*READING TEXT*
******************************

DataStage® ETL executions are known for their high-performant, pipeline-parallel partitioning. While DataStage has had the ability for quite some time to enable an orchestration flow (traditionally called a DataStage sequence) to restart from the last failed activity, DataStage parallel flows would have to be restarted manually and from the beginning of the flow. Checkpoint/Restart functionality is now available for DataStage parallel flows, allowing you to benefit from the ability for DataStage flow executions to not only automatically restart but also restart from the last known successful checkpoint in the flow. This feature was implemented using environment variables within DataStage to make enabling this feature simple and possible to apply without any code changes.

As mentioned, DataStage flows are known for their performance. Inserting a checkpoint into the flow could introduce a delay to the pipeline parallelism that DataStage constructs. Checkpointing was implemented to avoid introducing unnecessary bottlenecks in the flow design to maintain strong performance while adding resiliency. DataStage accomplishes this by only inserting checkpoints into natural blocking places in the ETL stream. Sort operations in DataStage are naturally blocking due to the need to have all of the data to sort the data. This allows DataStage to have an efficient place in the ETL stream to checkpoint the state of the flow. Once the checkpoint is marked complete, subsequent executions can restart from this checkpoint, instead of the beginning of the flow.

Checkpoint/Restart was originally developed for DataStage flows running on Apache Hadoop (BigIntegrate/BigQuality). DataStage is able to utilize the power of Hadoop clusters by running as a YARN application and distributing workload across data nodes in the Hadoop cluster. Hadoop was originally known for building clusters out of low-cost commodity hardware, which meant applications needed to be resilient in order to handle nodes going offline. Focusing on the current trend of the software market toward containerization and cloud-native principals, the same desire for resiliency exists. Instead of using HDFS in BigIntegrate/BigQuality for the resource disk to persist checkpoints, DataStage can also persist checkpoints to another form of common storage, such as an S3 endpoint, block, or object storage. Checkpoints do require additional disk space from typical DataStage executions. Checkpoints by their nature are persisting the entire data set of an ETL flow in stream to disk, which can result in significant storage allocations given the data volume the flow will process.

******************************

*INSTRUCTION 1*
According to the DataStage checkpoint text, what was used to implement Checkpoint/Restart so that it can be enabled without code changes?
*INSTRUCTION 2*
Write the next paragraph of the DataStage checkpoint text, picking up after its final sentence.

******************************

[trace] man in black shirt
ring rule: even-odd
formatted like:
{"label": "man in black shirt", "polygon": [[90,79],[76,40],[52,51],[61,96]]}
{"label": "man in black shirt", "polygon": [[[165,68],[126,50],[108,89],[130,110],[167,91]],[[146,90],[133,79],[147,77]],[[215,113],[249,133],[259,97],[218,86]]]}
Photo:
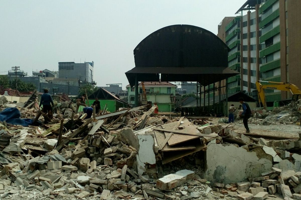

******************************

*TASK RESPONSE 1*
Environment variables within DataStage.

*TASK RESPONSE 2*
Checkpoint operator

The Checkpoint operator is an operator that contains the capability in the DataStage parallel engine to manage and persist the data stream of the DataStage flow. At this time, the checkpoint operator is only available as a framework-inserted operator, meaning that while designing a DataStage flow, you cannot select where checkpoints are performed as there is no dedicated stage that represents the checkpoint operator on the canvas. Checkpoints will be inserted automatically into the generated flow code by the DataStage parallel engine at the time of compilation. Checkpoints will most commonly be inserted ahead of sort operations by the framework, but could also be inserted ahead of target stages or connectors, depending on the type of checkpoint chosen. There are two main types of checkpoints:

  • Intermediate checkpoints
  • Target-blocking checkpoints

Intermediate checkpoints are inserted before sort operations due to the naturally blocking condition that sort operations enforce. This allows for checkpoints to be inserted into the flow at various intermediate places through the design. Only the last successful checkpoint is persisted. If a subsequent checkpoint downstream completes successfully, the upstream checkpoint is purged from disk and the flow continues. This functionality can be enabled by setting the environment variable APT_CHECKPOINT_ENABLED to sortonly.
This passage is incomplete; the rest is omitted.